INPUT MATERIAL –

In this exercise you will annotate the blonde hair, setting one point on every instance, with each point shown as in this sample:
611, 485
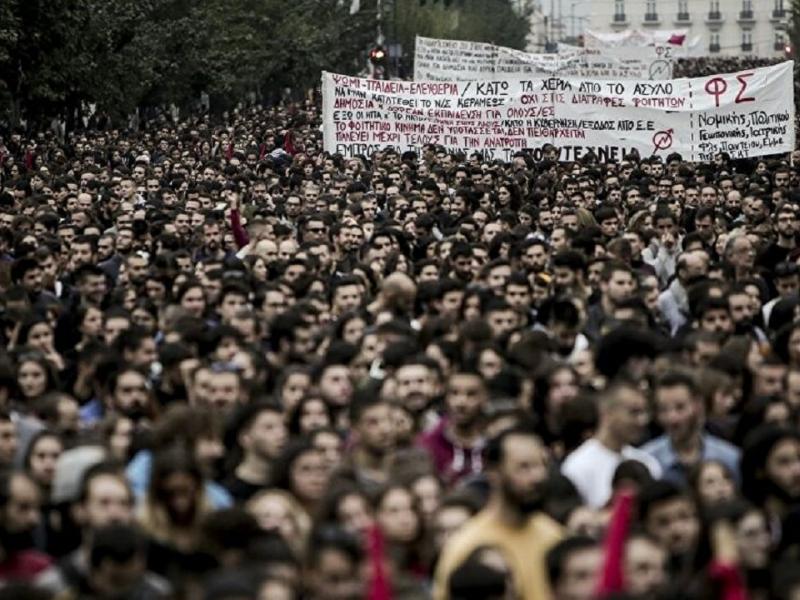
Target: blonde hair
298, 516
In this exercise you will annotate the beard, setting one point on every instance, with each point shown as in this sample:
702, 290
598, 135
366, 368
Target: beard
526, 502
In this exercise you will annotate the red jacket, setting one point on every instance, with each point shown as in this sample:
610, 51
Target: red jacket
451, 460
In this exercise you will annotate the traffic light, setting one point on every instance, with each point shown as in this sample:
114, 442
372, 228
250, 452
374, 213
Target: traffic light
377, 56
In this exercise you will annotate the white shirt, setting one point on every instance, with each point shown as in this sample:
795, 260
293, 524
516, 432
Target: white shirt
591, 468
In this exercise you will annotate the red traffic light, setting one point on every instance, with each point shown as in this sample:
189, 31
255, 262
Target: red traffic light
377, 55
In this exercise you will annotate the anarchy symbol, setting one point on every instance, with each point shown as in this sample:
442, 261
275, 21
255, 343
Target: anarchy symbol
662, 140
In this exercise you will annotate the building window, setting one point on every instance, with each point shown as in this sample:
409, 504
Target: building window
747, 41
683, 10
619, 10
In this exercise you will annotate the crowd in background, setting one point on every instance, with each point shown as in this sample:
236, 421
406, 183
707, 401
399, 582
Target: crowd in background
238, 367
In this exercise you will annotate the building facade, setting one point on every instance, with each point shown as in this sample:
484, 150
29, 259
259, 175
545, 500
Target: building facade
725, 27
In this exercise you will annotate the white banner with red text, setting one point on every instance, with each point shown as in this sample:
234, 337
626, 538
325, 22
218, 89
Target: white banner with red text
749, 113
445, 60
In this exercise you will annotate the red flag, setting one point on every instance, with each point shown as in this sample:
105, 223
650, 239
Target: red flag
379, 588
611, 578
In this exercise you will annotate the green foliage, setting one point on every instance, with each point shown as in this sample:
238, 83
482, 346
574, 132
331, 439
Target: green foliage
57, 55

INSTRUCTIONS FOR THE TASK –
The records above are to be restated exactly, without their pictures.

EXERCISE RESPONSE –
In this exercise you will annotate the blonde hair, setting one point on every instance, with each point shown as in this sample:
611, 485
Target: blonde hair
298, 516
In this exercise you will annotate the beard, setting one point on every instance, with each point shown as in this sample:
702, 290
598, 135
366, 368
Target: beard
526, 502
In this exercise you will annotate the red jacket, setting one point on every instance, with each point shown as in this sample:
610, 51
Target: red jacket
451, 460
In this exercise you will annotate the traffic light, setting one point on every instance, with each point shown as in this sample:
114, 442
372, 228
250, 452
374, 213
Target: traffic light
377, 56
In this exercise you will annotate the white shirt, setting one point on every instance, with each point shown as in this sample:
795, 260
293, 524
516, 432
Target: white shirt
591, 468
In this exercise you will annotate the red traffic light, setting one point on every instance, with each point shown as in this sample:
189, 31
255, 262
Target: red traffic light
377, 55
In this exercise you will annotate the anarchy symbol, setting one point on every instance, with each point shown as in this sample:
442, 261
275, 21
255, 343
Target: anarchy symbol
662, 140
In this exercise you will annotate the building window, setting one point on every instance, with each point shown as in this sample:
409, 504
Target: building window
747, 41
683, 10
619, 10
In this exercise you will annotate the crowd in background, setting one point on every instance, with each point shown as in this sample:
236, 421
406, 183
707, 401
399, 582
Target: crowd in background
238, 367
In this exercise you will annotate the building facade, setting one point on every instance, with each point shown as in this sample:
484, 150
29, 259
259, 175
545, 500
Target: building facade
725, 27
In this exercise you will annotate the white banner with red text, setting one point on every instance, with each point shown as in this sample:
234, 337
626, 538
325, 22
218, 89
Target: white banner with red text
749, 113
445, 60
In this exercise you will annotate the red flag, setting one point on every instance, with each point shown as in this sample:
105, 223
650, 239
Target: red flag
379, 588
611, 578
In this exercise you will annotate the green foliage, setting one point on every instance, with each point shown as in this sample:
238, 83
482, 346
574, 132
331, 439
Target: green foliage
57, 55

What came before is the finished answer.